• **Ausgangstext**
○ ○ ○ ○ ○ ○ ○

Die wichtigsten Fragen zur Cannabis-Freigabe

1. Wer bekommt Cannabis verschrieben?

Eine exakte Definition der Krankheitsbilder gibt es im neuen Gesetz nicht. Cannabis kann helfen gegen Spastiken bei Multipler Sklerose, chronischen Schmerzen bei Neuropathie, Rheuma oder Krebs. Es wirkt auch bei Appetitlosigkeit wegen Aids, Krebs oder Alzheimer oder bei Übelkeit nach Chemotherapien. Ein Arzt kann es auf Kosten der Krankenkassen verschreiben, wenn eine - laut Gesetz - "nicht ganz entfernt liegende Aussicht" auf eine positive Wirkung besteht. Die Patienten müssen - anonym - ihre Therapiedaten zur weiteren Erforschung der Cannabiswirkung zur Verfügung stellen.

Bisher haben bereits 1.020 Patienten eine Sondergenehmigung für Cannabis vom deutschen Bundesinstitut für Arzneimittel und Medizinprodukte (BfArM) erhalten. In der Regel müssen sie die Kosten aber selbst tragen. Zwei Patienten wurde zudem die Erlaubnis für den Eigenanbau von Cannabis erteilt. Mediziner schätzen, dass die Patientenzahlen zwar nach oben gehen werden, aber es im Ganzen doch Einzelfälle bleiben.

2. Wo wird medizinisches Cannabis angebaut?

○ ○ ○ ○ ○ ○ ○

• **Übungsdaten**
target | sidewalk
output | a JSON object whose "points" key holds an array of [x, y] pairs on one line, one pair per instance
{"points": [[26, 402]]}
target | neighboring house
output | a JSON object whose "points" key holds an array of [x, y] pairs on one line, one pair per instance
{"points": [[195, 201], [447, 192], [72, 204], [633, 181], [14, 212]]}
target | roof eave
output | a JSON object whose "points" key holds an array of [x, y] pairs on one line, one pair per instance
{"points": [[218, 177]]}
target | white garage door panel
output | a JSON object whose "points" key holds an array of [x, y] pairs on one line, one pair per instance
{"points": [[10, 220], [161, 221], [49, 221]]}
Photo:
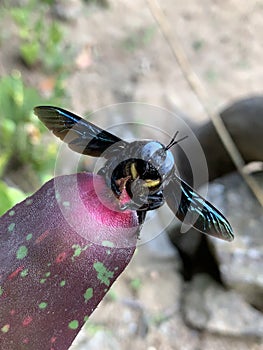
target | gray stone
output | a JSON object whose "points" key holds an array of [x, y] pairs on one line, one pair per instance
{"points": [[207, 306]]}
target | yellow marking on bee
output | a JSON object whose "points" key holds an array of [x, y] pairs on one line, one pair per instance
{"points": [[134, 171], [152, 183]]}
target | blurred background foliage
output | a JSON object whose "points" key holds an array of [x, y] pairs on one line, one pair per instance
{"points": [[25, 161]]}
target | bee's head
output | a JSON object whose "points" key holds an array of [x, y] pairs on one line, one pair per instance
{"points": [[143, 166]]}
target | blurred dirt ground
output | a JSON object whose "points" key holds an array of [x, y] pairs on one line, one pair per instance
{"points": [[122, 56]]}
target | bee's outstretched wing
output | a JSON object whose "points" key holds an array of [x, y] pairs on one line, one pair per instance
{"points": [[80, 135], [194, 210]]}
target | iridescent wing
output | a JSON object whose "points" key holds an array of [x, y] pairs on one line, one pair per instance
{"points": [[80, 135], [193, 209]]}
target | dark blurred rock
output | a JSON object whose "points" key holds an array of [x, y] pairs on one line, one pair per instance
{"points": [[207, 306], [241, 261]]}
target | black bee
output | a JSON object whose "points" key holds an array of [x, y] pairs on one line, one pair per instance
{"points": [[147, 166]]}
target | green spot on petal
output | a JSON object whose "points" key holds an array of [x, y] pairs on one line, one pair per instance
{"points": [[103, 274], [5, 328], [29, 201], [21, 252], [11, 227], [73, 324], [29, 236], [62, 283], [108, 244], [42, 305], [88, 294], [24, 273]]}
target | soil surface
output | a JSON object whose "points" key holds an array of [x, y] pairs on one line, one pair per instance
{"points": [[121, 56]]}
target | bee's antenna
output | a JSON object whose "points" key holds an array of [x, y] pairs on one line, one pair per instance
{"points": [[174, 142]]}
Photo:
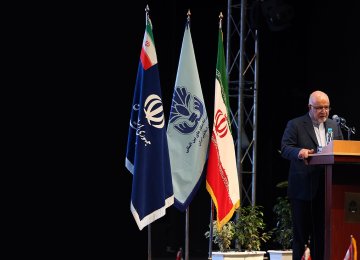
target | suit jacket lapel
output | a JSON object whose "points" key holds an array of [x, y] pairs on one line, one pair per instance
{"points": [[308, 125]]}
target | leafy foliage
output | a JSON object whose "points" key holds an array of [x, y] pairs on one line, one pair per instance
{"points": [[223, 237], [250, 228], [283, 231]]}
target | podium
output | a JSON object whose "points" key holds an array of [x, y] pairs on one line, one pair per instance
{"points": [[341, 159]]}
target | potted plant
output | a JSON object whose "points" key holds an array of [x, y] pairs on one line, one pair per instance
{"points": [[283, 234], [246, 234]]}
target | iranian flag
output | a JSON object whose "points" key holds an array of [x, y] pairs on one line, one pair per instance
{"points": [[221, 177]]}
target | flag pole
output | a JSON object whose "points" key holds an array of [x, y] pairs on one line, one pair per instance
{"points": [[147, 9], [211, 229], [149, 242], [187, 234]]}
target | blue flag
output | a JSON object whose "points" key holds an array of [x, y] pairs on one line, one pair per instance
{"points": [[147, 154], [188, 128]]}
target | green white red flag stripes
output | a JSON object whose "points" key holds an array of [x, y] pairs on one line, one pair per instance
{"points": [[221, 178]]}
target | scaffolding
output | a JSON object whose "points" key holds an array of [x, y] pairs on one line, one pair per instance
{"points": [[242, 69]]}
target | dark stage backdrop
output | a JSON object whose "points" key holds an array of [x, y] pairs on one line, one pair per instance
{"points": [[102, 43]]}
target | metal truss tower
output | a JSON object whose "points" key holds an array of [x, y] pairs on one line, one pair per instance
{"points": [[242, 70]]}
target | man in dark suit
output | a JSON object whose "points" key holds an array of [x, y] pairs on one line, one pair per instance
{"points": [[306, 135]]}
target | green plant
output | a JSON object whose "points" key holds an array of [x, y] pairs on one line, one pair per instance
{"points": [[223, 237], [283, 234], [250, 228]]}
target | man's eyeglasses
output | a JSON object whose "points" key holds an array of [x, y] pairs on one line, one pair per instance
{"points": [[319, 108]]}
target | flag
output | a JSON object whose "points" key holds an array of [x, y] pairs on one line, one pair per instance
{"points": [[306, 255], [221, 177], [147, 154], [188, 127], [351, 253]]}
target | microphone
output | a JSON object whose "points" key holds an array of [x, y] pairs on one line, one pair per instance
{"points": [[339, 120]]}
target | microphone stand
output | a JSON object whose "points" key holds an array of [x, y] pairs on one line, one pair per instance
{"points": [[350, 130]]}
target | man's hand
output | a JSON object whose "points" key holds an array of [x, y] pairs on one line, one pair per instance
{"points": [[304, 154]]}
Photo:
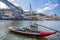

○ ○ ○ ○ ○ ○ ○

• **Material erkunden**
**a.** Schreiben Sie den Abschnitt des Textes zur Cannabis-Freigabe zwischen „Bisher haben bereits“ und „doch Einzelfälle bleiben.“ einschließlich wörtlich ab.
**b.** Schreiben Sie den Text zur Cannabis-Freigabe an der Stelle weiter, an der er aufhört.
Die Datensätze sind eigenständiges Material und gehören nicht zum Text zur Cannabis-Freigabe.

• **Antworten je Aufgabe**
**a.**
Bisher haben bereits 1.020 Patienten eine Sondergenehmigung für Cannabis vom deutschen Bundesinstitut für Arzneimittel und Medizinprodukte (BfArM) erhalten. In der Regel müssen sie die Kosten aber selbst tragen. Zwei Patienten wurde zudem die Erlaubnis für den Eigenanbau von Cannabis erteilt. Mediziner schätzen, dass die Patientenzahlen zwar nach oben gehen werden, aber es im Ganzen doch Einzelfälle bleiben.

**b.**
Den Anbau soll eine beim BfArM angesiedelte Cannabisagentur regeln, sie soll das Cannabis dann kaufen und an Hersteller und Apotheken abgeben. Ein BfArM-Sprecher sagte, die Einrichtung der Agentur werde schon vorbereitet. "Ziel ist es, dass die Cannabisagentur ohne Verzögerung ihre Arbeit aufnehmen kann, wenn das Gesetz in Kraft tritt." Das soll im März sein.

Bis dies gewährleistet ist, soll die Versorgung mit Medizinalhanf durch Importe gewährleistet werden. Selbst anbauen dürfen Patienten Cannabis im Normalfall weiterhin nicht. Der Gesetzgeber begründet dies mit der "Gefahr von mangelnden Qualitäts-und Sicherheitskontrollmöglichkeiten". Eine Begleitstudie soll weitere Erkenntnisse über die Wirkung von Cannabis gewinnen. Dazu übermitteln die Ärzte künftig Daten etwa zu Diagnose, Therapie, Dosis und Nebenwirkungen anonymisiert an das Bundesinstitut für Arzneimittel und Medizinprodukte.

3. Wie nehmen Patienten Cannabis zu sich?

Patienten bekommen das Cannabis in Form von getrockneten Blüten oder als Extrakt. Öl aus Hanfpflanzen kann über eine Vorrichtung inhaliert werden. Mediziner berichten, dass manche Patienten angeben, Cannabis helfe ihnen am besten, wenn sie es rauchen.

4. Welche Nebenwirkungen hat Cannabis?

Cannabis kann abhängig machen, in seltenen Fällen in eine Psychose führen, außerdem können trockener Mund, Übelkeit, Schwindel und Müdigkeit auftreten. Vieles über medizinische Wirkungen ist noch nicht erforscht.

5. Wieso ist Cannabis in Österreich noch nicht freigegeben?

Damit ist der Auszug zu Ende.